Print the records below from the first line through the line containing "Target: reflection of shower head", both included, word for word.

--- Data extract Enclosed Below ---

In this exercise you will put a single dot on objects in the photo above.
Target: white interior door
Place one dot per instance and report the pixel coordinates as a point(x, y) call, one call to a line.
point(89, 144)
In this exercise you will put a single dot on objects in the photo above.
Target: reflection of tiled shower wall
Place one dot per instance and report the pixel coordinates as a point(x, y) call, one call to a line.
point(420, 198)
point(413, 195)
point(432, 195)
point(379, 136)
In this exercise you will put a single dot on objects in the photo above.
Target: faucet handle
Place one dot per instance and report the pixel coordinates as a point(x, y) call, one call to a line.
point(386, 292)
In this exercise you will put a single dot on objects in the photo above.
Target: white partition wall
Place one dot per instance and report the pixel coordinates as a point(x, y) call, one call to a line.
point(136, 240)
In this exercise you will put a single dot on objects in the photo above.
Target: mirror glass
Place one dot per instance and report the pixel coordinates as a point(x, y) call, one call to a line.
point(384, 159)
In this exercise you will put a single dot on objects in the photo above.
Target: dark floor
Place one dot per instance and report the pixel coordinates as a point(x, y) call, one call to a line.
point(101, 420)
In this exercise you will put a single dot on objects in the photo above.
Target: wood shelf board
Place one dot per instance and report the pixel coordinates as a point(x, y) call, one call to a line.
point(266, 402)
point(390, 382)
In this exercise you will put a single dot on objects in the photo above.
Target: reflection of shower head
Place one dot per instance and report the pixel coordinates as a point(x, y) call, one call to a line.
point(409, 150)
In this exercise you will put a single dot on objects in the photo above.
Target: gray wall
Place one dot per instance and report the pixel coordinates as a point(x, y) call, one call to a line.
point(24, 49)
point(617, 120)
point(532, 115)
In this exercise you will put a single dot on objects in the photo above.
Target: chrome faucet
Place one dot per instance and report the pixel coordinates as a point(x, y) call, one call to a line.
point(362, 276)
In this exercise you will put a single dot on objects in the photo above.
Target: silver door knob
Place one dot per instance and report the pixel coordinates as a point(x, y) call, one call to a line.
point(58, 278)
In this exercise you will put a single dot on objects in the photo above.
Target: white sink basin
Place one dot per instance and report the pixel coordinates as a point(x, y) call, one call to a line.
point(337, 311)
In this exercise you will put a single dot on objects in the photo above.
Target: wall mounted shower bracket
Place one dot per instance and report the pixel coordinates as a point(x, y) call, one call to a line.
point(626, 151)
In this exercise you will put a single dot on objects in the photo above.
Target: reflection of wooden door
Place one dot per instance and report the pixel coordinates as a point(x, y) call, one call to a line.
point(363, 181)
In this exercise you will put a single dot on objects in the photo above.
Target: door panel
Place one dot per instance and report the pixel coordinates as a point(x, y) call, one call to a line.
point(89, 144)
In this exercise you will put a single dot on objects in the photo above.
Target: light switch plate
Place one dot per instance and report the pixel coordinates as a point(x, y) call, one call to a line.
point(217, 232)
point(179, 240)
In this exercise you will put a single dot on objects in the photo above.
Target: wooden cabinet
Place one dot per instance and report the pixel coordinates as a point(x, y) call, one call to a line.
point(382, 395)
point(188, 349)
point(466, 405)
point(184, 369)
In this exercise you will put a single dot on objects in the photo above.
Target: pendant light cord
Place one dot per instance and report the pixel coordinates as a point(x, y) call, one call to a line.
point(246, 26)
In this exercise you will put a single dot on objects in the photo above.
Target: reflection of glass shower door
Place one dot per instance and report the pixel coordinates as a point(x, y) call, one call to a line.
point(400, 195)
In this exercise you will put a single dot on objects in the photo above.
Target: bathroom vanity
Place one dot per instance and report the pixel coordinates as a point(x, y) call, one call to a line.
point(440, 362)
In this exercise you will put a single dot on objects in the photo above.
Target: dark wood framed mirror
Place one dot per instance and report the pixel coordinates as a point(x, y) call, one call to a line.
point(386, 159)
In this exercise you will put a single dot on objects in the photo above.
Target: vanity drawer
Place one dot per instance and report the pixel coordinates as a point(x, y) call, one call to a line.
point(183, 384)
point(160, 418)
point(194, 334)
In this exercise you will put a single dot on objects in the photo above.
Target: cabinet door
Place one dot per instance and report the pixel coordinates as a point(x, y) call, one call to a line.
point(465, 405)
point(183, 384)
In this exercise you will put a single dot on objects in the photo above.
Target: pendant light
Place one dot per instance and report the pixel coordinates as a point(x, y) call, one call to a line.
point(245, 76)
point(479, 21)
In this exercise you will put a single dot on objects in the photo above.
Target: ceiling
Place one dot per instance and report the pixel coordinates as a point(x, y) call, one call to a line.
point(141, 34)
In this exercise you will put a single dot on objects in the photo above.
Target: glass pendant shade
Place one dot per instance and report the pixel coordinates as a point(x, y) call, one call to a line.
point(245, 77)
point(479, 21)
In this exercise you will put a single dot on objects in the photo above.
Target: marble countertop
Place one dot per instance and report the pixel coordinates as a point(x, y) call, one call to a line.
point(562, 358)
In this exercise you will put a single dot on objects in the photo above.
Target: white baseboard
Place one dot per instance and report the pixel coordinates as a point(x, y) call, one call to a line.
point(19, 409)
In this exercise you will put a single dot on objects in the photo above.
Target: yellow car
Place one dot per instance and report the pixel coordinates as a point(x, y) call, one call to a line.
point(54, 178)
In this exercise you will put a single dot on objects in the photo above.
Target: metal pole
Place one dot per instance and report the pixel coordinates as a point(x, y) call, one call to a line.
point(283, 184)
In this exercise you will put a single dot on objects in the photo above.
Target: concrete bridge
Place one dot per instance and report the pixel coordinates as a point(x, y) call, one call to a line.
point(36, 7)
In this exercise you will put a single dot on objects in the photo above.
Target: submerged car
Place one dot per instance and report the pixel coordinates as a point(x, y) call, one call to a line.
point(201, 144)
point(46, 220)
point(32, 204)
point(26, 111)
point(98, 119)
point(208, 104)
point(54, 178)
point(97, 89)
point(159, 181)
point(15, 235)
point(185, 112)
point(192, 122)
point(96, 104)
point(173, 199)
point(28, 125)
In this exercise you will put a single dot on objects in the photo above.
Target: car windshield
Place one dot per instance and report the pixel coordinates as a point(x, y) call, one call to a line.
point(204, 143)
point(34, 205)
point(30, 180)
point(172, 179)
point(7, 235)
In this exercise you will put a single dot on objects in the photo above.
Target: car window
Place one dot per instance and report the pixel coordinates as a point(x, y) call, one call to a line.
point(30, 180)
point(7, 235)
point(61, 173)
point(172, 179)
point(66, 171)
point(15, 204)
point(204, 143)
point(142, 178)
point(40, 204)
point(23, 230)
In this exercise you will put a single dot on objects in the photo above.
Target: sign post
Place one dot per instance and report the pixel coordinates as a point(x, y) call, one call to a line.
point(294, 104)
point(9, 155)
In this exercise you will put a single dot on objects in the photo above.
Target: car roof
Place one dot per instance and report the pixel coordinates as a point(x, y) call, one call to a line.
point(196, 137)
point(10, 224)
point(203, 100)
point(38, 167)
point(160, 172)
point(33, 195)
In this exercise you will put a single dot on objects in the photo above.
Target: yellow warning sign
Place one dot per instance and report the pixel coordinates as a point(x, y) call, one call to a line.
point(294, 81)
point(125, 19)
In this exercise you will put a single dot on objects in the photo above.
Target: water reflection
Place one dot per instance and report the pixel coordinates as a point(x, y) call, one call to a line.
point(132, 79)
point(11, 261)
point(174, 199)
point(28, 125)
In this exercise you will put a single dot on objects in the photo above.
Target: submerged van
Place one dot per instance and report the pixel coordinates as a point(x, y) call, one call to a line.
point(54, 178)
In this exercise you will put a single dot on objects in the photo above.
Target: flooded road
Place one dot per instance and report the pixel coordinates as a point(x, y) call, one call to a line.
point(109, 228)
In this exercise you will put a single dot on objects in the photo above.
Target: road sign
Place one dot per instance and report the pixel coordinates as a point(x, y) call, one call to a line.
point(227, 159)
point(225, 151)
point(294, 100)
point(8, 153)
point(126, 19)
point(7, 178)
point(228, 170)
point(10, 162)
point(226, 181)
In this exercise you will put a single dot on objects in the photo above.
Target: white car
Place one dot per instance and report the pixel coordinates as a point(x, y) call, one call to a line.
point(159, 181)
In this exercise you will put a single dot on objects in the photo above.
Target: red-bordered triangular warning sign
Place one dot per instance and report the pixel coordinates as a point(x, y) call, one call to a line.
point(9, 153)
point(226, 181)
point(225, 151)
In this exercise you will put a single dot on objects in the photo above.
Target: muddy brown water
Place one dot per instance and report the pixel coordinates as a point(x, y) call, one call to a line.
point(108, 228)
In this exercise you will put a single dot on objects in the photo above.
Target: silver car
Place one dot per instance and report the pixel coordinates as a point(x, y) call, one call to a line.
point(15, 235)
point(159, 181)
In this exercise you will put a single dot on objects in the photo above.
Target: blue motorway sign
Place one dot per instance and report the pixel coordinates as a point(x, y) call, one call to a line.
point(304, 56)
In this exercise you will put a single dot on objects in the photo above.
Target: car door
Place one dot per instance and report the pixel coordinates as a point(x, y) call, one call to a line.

--- End of Enclosed Data extract ---

## Response below
In this exercise you will put a single dot on objects in the photo above.
Target: white interior door
Place one dot per instance and report the pixel coordinates as a point(x, y) call, one call to a line.
point(89, 144)
In this exercise you will put a single dot on objects in the photo above.
Target: reflection of tiled shower wall
Place one dot per instance and report the pixel coordinates as a point(x, y) call, one call to a line.
point(420, 198)
point(413, 195)
point(432, 195)
point(379, 136)
In this exercise you will put a single dot on objects in the photo above.
Target: faucet handle
Place one dot per instance and report the pixel coordinates as a point(x, y) call, one call to a line.
point(386, 292)
In this exercise you will put a single dot on objects in the photo above.
Target: white partition wall
Place one dot per instance and report the pixel coordinates as a point(x, y) call, one call to a line.
point(136, 240)
In this exercise you will put a single dot on objects in the photo above.
Target: mirror glass
Place one dot per instance and report the pixel coordinates as a point(x, y) call, one call to a line.
point(384, 159)
In this exercise you will put a single dot on objects in the photo above.
Target: dark floor
Place one dot per instance and report the pixel coordinates as a point(x, y) call, one call to a line.
point(101, 420)
In this exercise you will put a single dot on objects in the photo above.
Target: wood shelf board
Place one dot per instance and report the pixel coordinates as a point(x, y) call, one call to a line.
point(266, 402)
point(390, 382)
In this exercise you will put a single dot on objects in the photo above.
Target: reflection of shower head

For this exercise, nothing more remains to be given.